_OBJECTIVE_. Reproduce each of the following items line for line, without changing anything.

_INPUT ROWS_.
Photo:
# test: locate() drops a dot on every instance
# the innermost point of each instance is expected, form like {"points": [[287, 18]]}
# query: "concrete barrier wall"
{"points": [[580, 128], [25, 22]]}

_SOLUTION FOR THIS EXERCISE_.
Photo:
# test: locate() drops a dot on every instance
# the innermost point of each instance is expected, form like {"points": [[287, 18]]}
# query: "concrete barrier wall"
{"points": [[580, 128], [25, 22]]}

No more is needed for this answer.